Count the lines in the records below that contain the string "trunk", with case counting, and reply with only that number.

Start of TASK DATA

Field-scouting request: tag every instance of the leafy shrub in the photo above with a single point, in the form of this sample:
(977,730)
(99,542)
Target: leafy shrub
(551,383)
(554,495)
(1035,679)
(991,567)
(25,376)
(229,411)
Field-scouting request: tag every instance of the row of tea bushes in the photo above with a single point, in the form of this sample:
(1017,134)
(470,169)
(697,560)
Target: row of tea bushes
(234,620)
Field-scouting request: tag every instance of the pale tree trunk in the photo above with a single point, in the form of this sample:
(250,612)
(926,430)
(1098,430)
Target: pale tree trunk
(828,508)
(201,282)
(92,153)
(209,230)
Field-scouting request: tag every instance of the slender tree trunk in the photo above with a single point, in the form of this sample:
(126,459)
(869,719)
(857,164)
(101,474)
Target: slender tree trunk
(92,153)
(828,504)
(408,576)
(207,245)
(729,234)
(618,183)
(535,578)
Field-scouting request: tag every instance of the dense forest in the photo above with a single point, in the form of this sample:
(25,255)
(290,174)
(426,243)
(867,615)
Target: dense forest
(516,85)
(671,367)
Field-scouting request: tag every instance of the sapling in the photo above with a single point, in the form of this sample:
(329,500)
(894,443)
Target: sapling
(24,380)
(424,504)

End of TASK DATA
Start of TASK DATA

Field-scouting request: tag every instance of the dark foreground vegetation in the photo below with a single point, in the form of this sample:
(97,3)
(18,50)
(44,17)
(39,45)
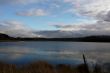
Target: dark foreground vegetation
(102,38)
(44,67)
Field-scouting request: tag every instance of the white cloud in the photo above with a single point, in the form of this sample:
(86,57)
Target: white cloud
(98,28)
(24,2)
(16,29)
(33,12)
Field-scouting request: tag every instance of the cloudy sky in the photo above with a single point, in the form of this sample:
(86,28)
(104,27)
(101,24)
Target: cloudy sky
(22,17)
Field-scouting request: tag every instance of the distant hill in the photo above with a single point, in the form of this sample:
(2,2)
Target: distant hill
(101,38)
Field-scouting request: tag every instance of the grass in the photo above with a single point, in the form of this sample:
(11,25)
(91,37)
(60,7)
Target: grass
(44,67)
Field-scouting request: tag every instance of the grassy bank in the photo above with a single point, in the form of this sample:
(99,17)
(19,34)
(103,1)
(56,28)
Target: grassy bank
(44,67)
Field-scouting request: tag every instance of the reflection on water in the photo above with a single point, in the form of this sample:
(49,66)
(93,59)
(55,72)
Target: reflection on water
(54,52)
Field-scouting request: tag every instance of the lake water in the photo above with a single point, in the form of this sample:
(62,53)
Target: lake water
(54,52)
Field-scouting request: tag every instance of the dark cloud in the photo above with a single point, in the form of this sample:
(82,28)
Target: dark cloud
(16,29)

End of TASK DATA
Start of TASK DATA

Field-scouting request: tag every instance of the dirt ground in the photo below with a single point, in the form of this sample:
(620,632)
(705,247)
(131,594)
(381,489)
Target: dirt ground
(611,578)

End of TASK DATA

→ **CORRECT RESPONSE**: 4